── Records for the task

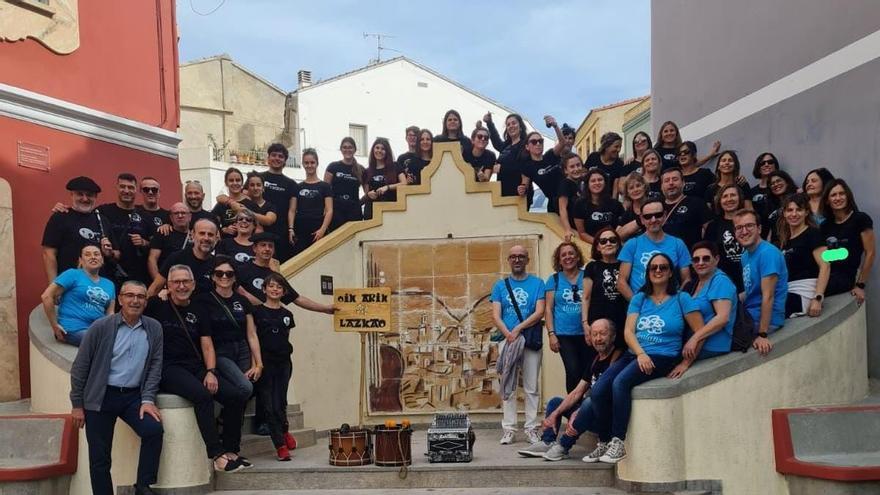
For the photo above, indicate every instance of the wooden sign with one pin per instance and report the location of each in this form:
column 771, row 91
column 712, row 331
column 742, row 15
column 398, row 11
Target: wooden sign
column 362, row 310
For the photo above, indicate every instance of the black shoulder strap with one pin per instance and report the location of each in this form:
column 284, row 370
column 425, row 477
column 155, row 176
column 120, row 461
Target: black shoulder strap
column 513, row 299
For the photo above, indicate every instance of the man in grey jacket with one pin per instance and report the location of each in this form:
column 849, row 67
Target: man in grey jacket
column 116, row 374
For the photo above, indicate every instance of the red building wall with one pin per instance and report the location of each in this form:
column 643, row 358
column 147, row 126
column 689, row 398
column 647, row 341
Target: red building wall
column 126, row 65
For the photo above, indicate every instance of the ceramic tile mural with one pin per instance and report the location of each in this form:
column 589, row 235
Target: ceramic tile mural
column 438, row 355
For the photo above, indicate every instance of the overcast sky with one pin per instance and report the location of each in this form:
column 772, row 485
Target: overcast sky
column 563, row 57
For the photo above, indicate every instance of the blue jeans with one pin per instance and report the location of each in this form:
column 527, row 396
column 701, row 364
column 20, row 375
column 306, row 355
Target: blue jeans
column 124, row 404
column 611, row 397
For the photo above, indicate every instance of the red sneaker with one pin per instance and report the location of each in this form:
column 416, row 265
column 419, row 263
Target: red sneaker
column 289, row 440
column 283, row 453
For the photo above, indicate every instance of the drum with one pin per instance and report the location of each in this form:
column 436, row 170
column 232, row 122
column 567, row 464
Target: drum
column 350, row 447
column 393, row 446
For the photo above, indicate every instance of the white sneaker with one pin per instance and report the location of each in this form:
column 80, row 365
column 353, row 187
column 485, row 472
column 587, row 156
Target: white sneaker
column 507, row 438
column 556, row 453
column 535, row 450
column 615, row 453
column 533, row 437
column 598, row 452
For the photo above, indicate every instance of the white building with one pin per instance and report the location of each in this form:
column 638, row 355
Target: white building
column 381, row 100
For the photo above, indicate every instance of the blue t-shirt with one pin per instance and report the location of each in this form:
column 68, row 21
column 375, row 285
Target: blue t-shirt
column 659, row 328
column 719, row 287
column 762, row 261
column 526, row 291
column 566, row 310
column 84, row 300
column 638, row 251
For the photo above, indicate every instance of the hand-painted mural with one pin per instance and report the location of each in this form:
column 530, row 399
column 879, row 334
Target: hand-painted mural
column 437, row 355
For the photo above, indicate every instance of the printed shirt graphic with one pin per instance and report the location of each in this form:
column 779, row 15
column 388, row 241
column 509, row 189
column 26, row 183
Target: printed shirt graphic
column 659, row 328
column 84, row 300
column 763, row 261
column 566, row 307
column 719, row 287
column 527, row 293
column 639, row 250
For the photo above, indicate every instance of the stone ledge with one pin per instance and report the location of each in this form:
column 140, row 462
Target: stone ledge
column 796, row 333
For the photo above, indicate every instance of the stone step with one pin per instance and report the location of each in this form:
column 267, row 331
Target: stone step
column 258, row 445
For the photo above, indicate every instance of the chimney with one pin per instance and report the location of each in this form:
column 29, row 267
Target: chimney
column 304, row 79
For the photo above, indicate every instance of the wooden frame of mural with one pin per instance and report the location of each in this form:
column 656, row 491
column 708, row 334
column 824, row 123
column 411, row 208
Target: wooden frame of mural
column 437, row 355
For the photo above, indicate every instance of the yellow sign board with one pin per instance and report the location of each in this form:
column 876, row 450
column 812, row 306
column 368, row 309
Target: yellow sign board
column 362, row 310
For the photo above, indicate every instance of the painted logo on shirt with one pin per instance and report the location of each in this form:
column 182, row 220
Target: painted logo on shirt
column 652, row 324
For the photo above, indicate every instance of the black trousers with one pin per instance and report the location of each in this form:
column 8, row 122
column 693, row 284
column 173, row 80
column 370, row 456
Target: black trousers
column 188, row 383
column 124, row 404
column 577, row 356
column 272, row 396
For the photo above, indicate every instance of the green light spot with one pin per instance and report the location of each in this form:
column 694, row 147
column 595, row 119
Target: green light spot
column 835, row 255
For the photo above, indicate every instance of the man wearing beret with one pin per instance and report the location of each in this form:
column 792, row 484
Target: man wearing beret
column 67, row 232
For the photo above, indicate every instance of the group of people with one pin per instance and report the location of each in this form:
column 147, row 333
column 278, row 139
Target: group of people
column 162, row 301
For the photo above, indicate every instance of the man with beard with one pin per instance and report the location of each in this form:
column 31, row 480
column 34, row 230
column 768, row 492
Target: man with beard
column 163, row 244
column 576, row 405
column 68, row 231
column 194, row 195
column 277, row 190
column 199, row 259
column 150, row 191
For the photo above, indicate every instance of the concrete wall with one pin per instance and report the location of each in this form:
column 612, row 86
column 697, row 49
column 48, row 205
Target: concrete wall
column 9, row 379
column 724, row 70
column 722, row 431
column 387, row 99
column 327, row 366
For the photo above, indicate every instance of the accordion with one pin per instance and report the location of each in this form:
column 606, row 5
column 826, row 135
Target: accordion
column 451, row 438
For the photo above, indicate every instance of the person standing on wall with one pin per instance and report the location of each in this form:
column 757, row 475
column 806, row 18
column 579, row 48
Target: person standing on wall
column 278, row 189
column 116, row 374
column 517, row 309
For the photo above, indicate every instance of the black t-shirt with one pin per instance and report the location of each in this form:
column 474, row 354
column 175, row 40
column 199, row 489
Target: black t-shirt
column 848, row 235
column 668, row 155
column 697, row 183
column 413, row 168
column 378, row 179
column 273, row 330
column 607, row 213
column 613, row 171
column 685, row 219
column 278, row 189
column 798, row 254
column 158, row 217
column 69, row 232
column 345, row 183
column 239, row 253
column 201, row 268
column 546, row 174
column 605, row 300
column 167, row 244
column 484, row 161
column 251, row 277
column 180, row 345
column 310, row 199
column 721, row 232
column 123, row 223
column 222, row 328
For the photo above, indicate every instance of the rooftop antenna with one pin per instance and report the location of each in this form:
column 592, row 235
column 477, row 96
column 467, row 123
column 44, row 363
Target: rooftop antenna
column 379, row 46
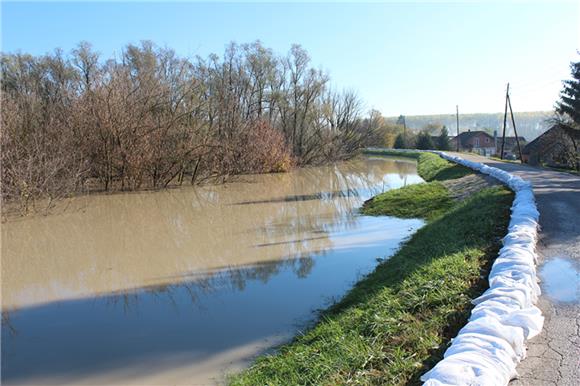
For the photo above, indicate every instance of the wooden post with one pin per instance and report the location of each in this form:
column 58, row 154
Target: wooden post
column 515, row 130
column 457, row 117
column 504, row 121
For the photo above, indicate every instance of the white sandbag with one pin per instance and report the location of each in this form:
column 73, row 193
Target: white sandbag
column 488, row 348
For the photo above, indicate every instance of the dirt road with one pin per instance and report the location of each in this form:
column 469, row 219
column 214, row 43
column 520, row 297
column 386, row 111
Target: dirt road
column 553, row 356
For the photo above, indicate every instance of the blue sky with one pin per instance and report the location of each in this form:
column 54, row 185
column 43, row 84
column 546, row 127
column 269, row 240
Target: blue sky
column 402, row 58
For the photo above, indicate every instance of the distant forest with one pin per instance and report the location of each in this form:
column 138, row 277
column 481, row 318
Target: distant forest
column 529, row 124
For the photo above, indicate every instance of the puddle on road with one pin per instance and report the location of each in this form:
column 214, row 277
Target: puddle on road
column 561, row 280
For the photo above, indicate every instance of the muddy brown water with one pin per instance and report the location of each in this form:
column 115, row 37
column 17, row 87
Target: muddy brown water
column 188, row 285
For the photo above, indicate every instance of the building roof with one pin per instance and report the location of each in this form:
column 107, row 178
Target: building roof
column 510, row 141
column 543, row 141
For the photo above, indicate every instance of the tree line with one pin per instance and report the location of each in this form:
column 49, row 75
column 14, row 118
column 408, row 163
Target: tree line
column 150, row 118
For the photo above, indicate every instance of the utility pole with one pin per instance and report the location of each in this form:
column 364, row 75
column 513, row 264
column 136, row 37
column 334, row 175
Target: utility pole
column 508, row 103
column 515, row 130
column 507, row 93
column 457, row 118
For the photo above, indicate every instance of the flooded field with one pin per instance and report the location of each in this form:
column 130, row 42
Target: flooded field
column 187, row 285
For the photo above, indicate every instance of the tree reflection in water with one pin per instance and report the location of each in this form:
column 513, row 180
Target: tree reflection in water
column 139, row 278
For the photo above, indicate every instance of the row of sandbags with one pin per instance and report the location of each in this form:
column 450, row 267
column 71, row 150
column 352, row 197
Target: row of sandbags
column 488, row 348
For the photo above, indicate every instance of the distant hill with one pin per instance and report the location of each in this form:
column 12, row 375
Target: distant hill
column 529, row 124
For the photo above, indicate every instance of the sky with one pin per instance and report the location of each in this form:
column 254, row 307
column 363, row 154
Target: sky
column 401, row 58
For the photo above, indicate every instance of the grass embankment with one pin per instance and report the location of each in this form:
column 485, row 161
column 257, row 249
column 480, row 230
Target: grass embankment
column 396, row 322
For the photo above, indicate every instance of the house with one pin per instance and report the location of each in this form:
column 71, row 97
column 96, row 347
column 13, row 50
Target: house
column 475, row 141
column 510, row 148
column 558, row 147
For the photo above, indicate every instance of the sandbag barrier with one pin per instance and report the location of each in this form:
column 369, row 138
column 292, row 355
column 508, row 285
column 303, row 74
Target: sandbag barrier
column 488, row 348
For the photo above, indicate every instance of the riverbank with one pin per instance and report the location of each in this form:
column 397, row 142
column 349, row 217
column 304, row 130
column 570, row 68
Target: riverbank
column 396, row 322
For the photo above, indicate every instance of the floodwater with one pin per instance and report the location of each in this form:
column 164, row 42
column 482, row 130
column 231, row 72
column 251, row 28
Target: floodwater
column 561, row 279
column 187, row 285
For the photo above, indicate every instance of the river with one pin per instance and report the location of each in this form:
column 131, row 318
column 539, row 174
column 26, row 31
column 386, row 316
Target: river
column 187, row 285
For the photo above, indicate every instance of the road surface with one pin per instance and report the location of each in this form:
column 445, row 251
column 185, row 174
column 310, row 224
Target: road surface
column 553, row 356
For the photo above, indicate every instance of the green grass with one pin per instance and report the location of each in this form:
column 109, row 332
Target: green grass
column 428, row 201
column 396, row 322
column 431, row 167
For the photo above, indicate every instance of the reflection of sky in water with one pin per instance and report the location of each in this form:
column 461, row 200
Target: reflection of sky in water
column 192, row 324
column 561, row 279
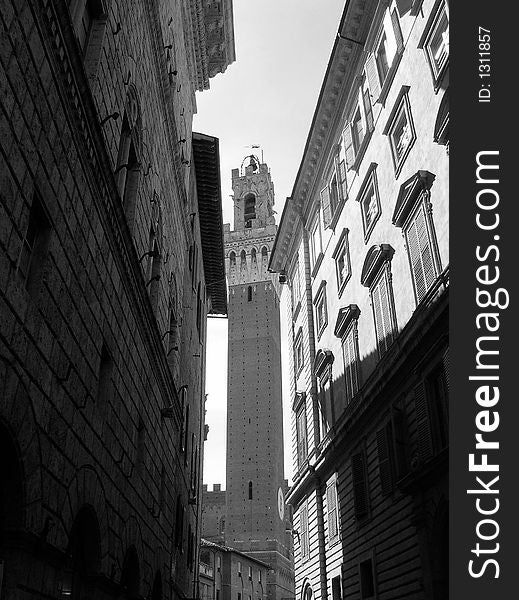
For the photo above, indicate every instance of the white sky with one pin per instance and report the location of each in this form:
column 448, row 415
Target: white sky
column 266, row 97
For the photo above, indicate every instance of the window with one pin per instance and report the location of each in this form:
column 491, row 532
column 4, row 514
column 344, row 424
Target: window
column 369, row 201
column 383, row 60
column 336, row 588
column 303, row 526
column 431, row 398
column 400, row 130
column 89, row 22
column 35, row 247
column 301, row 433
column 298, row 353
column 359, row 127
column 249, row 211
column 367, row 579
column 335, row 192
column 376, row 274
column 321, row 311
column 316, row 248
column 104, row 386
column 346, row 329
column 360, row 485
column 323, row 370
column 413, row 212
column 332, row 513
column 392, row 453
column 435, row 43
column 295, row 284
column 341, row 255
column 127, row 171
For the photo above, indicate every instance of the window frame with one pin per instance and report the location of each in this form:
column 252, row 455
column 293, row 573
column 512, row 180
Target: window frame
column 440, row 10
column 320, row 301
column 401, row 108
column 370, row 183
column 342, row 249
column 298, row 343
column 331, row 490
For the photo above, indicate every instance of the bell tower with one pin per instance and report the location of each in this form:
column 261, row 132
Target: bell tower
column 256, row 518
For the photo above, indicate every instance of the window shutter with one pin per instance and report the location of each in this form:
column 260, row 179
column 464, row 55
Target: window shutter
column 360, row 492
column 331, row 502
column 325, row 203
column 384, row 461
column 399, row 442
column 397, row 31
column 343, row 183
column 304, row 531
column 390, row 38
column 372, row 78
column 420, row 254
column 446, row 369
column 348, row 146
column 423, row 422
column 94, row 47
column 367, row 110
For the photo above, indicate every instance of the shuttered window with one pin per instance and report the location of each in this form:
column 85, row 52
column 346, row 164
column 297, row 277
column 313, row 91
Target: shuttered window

────

• _Short exercise_
Reproduce the records from their start through the line containing "column 513, row 299", with "pin" switched to "marker" and nothing else altered. Omit the pictures.

• _Problem solution_
For the photo above, indicate every instance of the wooden sign with one marker per instance and report the location of each in this form:
column 771, row 91
column 712, row 331
column 742, row 15
column 398, row 11
Target: wooden sign
column 362, row 310
For the photo above, indicate every instance of the black shoulder strap with one marker per instance and report the location of each in this form:
column 284, row 370
column 425, row 477
column 155, row 176
column 120, row 461
Target: black shoulder strap
column 513, row 299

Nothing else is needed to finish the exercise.